• **Problem to solve**: Among the entries below, count the lines that contain the word "outline". Write down only the total.

(Data extracted from a collection)
━━━━━━━━━━━━━━━━━━━━━━━━━━━━━━

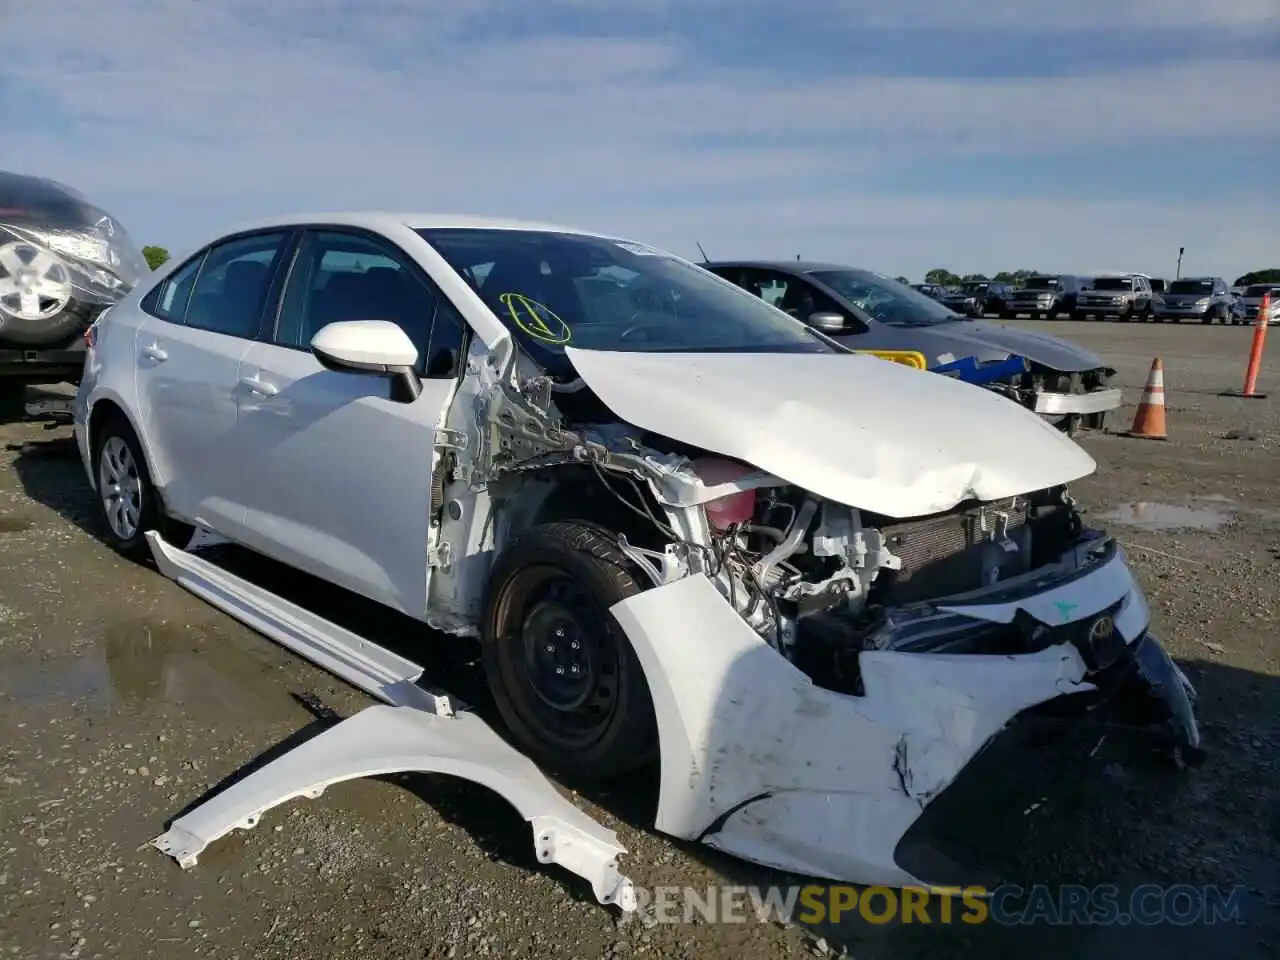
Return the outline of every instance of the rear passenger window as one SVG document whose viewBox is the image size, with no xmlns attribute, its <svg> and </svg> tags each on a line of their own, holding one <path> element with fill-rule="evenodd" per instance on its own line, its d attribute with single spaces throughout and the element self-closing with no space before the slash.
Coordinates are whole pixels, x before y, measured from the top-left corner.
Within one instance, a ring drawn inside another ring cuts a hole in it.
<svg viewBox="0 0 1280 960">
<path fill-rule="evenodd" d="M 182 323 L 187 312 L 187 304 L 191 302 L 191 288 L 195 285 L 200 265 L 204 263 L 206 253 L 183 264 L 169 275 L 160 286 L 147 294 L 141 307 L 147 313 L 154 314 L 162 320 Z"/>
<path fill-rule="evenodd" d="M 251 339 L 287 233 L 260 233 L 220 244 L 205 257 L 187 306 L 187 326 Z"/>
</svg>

━━━━━━━━━━━━━━━━━━━━━━━━━━━━━━

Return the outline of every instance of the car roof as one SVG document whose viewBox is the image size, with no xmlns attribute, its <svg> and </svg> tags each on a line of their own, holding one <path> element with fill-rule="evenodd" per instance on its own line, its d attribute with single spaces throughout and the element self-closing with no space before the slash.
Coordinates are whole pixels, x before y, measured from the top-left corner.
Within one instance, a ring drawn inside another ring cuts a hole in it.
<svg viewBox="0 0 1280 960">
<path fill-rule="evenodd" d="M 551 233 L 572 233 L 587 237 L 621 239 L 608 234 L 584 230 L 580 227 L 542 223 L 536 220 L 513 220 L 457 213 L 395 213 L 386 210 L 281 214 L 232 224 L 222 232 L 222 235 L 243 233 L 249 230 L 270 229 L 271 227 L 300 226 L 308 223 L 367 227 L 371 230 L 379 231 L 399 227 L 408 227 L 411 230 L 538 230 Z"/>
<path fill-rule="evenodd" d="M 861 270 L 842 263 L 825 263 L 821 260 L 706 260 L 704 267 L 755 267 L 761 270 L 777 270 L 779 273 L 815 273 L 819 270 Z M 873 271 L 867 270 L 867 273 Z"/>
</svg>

━━━━━━━━━━━━━━━━━━━━━━━━━━━━━━

• **Expected output**: 2